Copy the data below verbatim, leaving out the pictures.

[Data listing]
┏━━

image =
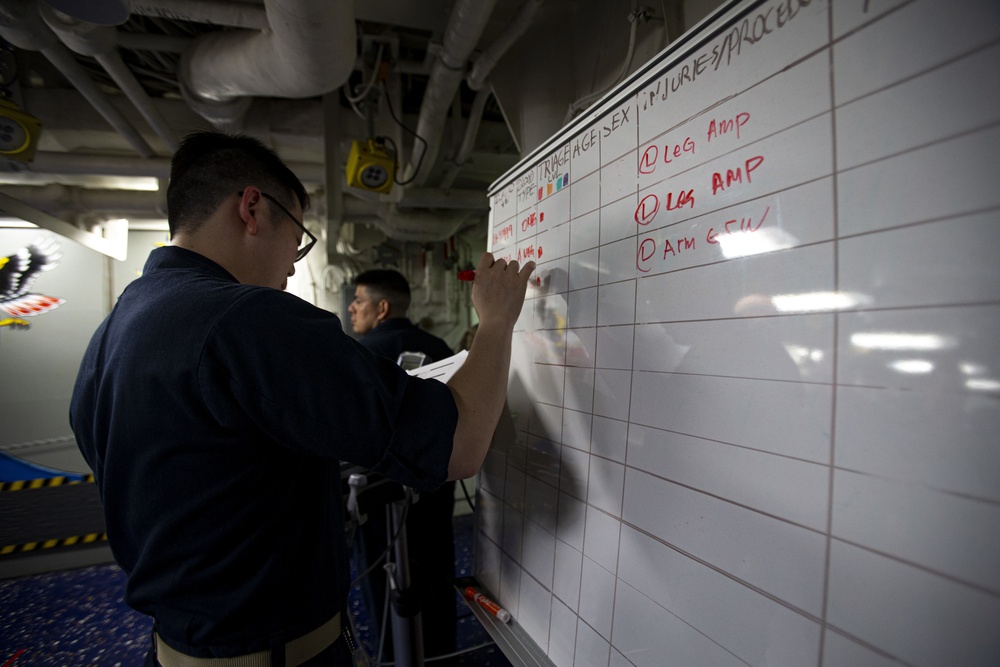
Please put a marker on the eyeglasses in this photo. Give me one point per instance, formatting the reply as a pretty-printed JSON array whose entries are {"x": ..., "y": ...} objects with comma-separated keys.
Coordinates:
[{"x": 303, "y": 249}]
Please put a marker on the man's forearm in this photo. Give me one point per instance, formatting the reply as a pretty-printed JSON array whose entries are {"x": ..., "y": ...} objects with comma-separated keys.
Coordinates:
[{"x": 480, "y": 390}]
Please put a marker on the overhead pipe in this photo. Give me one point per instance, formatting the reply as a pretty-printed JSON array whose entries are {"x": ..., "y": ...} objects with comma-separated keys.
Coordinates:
[
  {"x": 308, "y": 50},
  {"x": 213, "y": 12},
  {"x": 422, "y": 226},
  {"x": 487, "y": 60},
  {"x": 404, "y": 225},
  {"x": 21, "y": 24},
  {"x": 333, "y": 178},
  {"x": 469, "y": 140},
  {"x": 98, "y": 41},
  {"x": 465, "y": 27}
]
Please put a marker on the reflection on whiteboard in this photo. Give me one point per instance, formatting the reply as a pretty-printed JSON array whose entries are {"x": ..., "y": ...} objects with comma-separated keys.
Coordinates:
[{"x": 755, "y": 390}]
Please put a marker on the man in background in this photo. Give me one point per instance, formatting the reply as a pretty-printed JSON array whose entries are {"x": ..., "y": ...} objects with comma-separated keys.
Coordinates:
[{"x": 379, "y": 315}]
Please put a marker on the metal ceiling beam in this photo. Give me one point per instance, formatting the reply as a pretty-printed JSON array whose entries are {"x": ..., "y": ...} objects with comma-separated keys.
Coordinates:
[{"x": 114, "y": 245}]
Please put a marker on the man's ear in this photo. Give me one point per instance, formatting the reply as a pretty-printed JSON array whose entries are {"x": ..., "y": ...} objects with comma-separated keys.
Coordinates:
[
  {"x": 249, "y": 207},
  {"x": 382, "y": 309}
]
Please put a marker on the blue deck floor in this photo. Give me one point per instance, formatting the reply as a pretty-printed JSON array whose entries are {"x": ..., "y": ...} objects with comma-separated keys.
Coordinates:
[{"x": 77, "y": 617}]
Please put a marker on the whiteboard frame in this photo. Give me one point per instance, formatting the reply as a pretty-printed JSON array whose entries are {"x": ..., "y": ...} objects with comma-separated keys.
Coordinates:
[{"x": 689, "y": 42}]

┗━━

• EXPECTED ANSWER:
image =
Please put a marker on the eyeglasses in this photo. Give me one point per instance, formatting the reply as a pretty-printed JSON array whose entries are {"x": ..., "y": ...} objects with comma-separated keys.
Coordinates:
[{"x": 303, "y": 249}]
Please put a marker on the man's forearm in this photo. Give me one point per instance, formatting the reply as a pretty-printed JSON array whose entries are {"x": ..., "y": ...} objects with comma-separated keys.
Coordinates:
[{"x": 480, "y": 390}]
Please put a marker on the overhead pipe in this photo. Give me one point per instance, formatting the reply as a pretty-printed JSON array whose entries are {"x": ..., "y": ...} objects with comma-separated keys.
Coordinates:
[
  {"x": 308, "y": 50},
  {"x": 213, "y": 12},
  {"x": 422, "y": 226},
  {"x": 487, "y": 60},
  {"x": 404, "y": 225},
  {"x": 21, "y": 24},
  {"x": 333, "y": 178},
  {"x": 469, "y": 140},
  {"x": 98, "y": 41},
  {"x": 465, "y": 27}
]
Please put a marker on the reflection on whiteboard in this photo. Give me one point per instance, formatting the reply as a pretty-printed JSON array whose entries are {"x": ..., "y": ...} objects with comma-separated keys.
Coordinates:
[{"x": 755, "y": 390}]
Please put a marker on the man in background in this photo. Give me one point per instance, formatting the reply as a pretty-printed JSON array whose entries are {"x": ..., "y": ...} objects with comma-separated keys.
Coordinates:
[{"x": 379, "y": 315}]
Please put a marker on the metal ceiling beam in this photo. Give me one point per instance, formatting the reply as a pretty-printed JSON array whose entries are {"x": ..., "y": ...} objects with comma-separated keys.
Coordinates:
[{"x": 114, "y": 245}]
Please put a marker on the man's ear in this photo. Give me one point per instance, formatting the reply as a pretty-printed JSON array whose entries are {"x": ..., "y": ...} objects with comma-separated keys.
Coordinates:
[
  {"x": 249, "y": 207},
  {"x": 382, "y": 309}
]
Please put a marker on the blue deck floor in this photo. Give me one point per instance, formatting the reply as a pretty-printed JSON array whose entries are {"x": ..., "y": ...} objects with comma-separated keys.
Coordinates:
[{"x": 77, "y": 617}]
Please put a marker on the whiteboard frame in this photo. Give me one point per instance, formatting the reply as a pretty-printed JSON array whose entries are {"x": ..., "y": ...} objects with comma-separated keys.
Coordinates:
[{"x": 689, "y": 42}]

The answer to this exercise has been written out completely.